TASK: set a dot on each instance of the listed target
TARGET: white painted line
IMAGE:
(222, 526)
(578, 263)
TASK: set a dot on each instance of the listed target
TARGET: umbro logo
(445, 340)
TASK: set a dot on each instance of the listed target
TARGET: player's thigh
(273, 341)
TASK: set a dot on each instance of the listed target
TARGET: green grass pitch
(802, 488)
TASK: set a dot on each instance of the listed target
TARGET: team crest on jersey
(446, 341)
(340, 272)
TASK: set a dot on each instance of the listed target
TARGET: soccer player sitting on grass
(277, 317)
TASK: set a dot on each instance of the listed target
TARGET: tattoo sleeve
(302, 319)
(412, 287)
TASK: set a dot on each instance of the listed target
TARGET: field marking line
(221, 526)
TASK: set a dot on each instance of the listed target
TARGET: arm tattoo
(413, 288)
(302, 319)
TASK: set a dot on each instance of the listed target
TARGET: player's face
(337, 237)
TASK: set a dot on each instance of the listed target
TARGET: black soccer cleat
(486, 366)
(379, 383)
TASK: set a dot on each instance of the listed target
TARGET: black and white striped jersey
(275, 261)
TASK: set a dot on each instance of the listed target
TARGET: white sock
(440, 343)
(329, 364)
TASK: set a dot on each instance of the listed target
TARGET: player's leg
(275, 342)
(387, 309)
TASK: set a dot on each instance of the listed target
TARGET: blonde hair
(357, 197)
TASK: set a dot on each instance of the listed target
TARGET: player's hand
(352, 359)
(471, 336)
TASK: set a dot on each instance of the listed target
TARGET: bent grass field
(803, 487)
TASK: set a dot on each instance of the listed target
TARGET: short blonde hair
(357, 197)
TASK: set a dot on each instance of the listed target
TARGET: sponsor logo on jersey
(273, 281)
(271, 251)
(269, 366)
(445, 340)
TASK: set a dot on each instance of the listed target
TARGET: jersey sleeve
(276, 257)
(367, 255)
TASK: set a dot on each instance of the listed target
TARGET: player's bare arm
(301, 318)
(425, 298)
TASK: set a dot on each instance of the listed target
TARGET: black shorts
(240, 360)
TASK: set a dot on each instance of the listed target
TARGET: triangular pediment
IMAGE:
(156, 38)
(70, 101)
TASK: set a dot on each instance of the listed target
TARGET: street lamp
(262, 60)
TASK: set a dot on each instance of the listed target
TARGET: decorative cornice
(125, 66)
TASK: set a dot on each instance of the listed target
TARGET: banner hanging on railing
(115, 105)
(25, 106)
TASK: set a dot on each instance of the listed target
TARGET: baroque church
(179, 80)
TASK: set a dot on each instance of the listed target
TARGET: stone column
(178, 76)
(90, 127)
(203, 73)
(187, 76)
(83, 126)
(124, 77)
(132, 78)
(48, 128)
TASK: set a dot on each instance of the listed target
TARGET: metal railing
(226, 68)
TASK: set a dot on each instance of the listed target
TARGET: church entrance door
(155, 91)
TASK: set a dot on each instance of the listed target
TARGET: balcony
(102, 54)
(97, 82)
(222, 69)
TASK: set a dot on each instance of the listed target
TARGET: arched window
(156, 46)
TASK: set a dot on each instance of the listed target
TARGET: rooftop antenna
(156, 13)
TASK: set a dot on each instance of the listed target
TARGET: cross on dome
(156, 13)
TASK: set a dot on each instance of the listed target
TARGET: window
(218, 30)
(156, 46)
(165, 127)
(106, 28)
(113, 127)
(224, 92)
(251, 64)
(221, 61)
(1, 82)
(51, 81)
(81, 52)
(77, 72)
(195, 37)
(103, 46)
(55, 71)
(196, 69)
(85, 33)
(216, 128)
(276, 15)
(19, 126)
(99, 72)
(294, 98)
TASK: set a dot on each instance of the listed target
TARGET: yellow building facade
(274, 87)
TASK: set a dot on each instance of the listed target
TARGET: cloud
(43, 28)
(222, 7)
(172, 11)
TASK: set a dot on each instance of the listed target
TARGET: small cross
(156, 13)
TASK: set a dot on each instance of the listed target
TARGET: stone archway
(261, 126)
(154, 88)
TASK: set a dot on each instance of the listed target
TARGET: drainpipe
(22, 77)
□ □ □ □ □
AIM OF THE TASK:
Go back to the listing above and please repeat it exactly.

SOLUTION:
TASK: set a dot on each instance of the listed target
TARGET: white painted line
IMAGE:
(222, 526)
(578, 263)
TASK: set a dot on each instance of the listed target
TARGET: umbro logo
(445, 340)
TASK: set a dot on each instance of the listed target
TARGET: player's thigh
(273, 341)
TASK: set a dot on each instance of the listed target
TARGET: green grass pitch
(802, 488)
TASK: set a dot on each instance of the listed target
TARGET: team crest on jersey
(446, 341)
(340, 272)
TASK: set a dot on each instance of the listed target
TARGET: soccer player sitting on grass
(277, 317)
TASK: set a dot on each instance of the listed target
TARGET: tattoo sleeve
(302, 319)
(412, 287)
TASK: set a dot on each instance of the listed target
TARGET: field marking line
(221, 526)
TASK: set a dot on each instance of the listed target
TARGET: arm tattoo
(413, 288)
(302, 319)
TASK: set a dot on each instance of the listed target
TARGET: player's face
(337, 237)
TASK: set a dot on each instance of the listed target
TARGET: black soccer cleat
(486, 366)
(379, 383)
TASK: set a dot on each instance of the listed target
TARGET: black and white striped jersey
(275, 261)
TASK: set a dot on each instance of the listed target
TARGET: white sock
(440, 343)
(329, 364)
TASK: set a dot on each instance of the listed target
TARGET: player's leg
(275, 342)
(387, 309)
TASK: set a dot on each instance of the listed target
TARGET: blonde hair
(357, 197)
TASK: set a dot on each instance of the listed target
TARGET: player's hand
(352, 359)
(471, 336)
TASK: set a dot on each instance of the listed target
TARGET: bent grass field
(803, 487)
TASK: set a dot on each instance of the listed target
TARGET: short blonde hair
(357, 197)
TASK: set a dot on each instance of the listed target
TARGET: sponsor logo on jersey
(273, 281)
(271, 251)
(269, 366)
(445, 340)
TASK: set a dot on each instance of the listed target
TARGET: jersey sleeve
(276, 257)
(367, 255)
TASK: set a dot on each instance of the listed target
TARGET: player's bare arm
(301, 318)
(425, 298)
TASK: set a dot on each instance of the listed target
TARGET: black shorts
(240, 360)
TASK: set a dot on each instance of the listed target
TARGET: triangular pediment
IMAGE:
(156, 38)
(70, 101)
TASK: set a dot on each instance of the listed target
TARGET: street lamp
(262, 60)
TASK: set a dot on each instance of the listed target
TARGET: decorative cornice
(125, 66)
TASK: set a dot on each instance of the listed target
TARGET: banner hanging on railing
(115, 105)
(25, 106)
TASK: set a dot on each instance of the listed target
TARGET: baroque church
(179, 80)
TASK: set a dot on each instance of the listed target
TARGET: stone column
(178, 76)
(90, 127)
(203, 73)
(187, 76)
(83, 126)
(124, 77)
(132, 78)
(48, 128)
TASK: set a dot on each instance of the listed target
TARGET: metal railing
(226, 68)
TASK: set a dot on each instance of the listed target
TARGET: church entrance door
(155, 91)
TASK: set a dot on each instance of the listed target
TARGET: balcony
(102, 54)
(97, 82)
(222, 69)
TASK: set a dot on each instance of the listed target
TARGET: arched window
(156, 46)
TASK: set a dot on each instance of the listed target
TARGET: rooftop antenna
(156, 13)
TASK: set a dot on each instance of the listed target
TARGET: cross on dome
(156, 13)
TASK: set a dot on each instance of the listed target
TARGET: window
(218, 30)
(156, 46)
(165, 127)
(106, 28)
(113, 127)
(224, 92)
(251, 64)
(221, 61)
(1, 82)
(51, 81)
(81, 52)
(77, 72)
(195, 37)
(103, 46)
(55, 71)
(196, 69)
(85, 33)
(216, 128)
(276, 15)
(19, 126)
(99, 72)
(294, 98)
TASK: set a dot on each instance of the listed target
TARGET: yellow building facade
(274, 87)
TASK: set a dot on each instance of the listed target
TARGET: cloud
(43, 28)
(222, 7)
(172, 11)
TASK: set a dot on each instance of the listed target
TARGET: small cross
(156, 13)
TASK: set a dot on each instance of the listed target
TARGET: stone archway
(261, 126)
(154, 88)
TASK: set a dot on each instance of the listed target
TARGET: drainpipe
(22, 77)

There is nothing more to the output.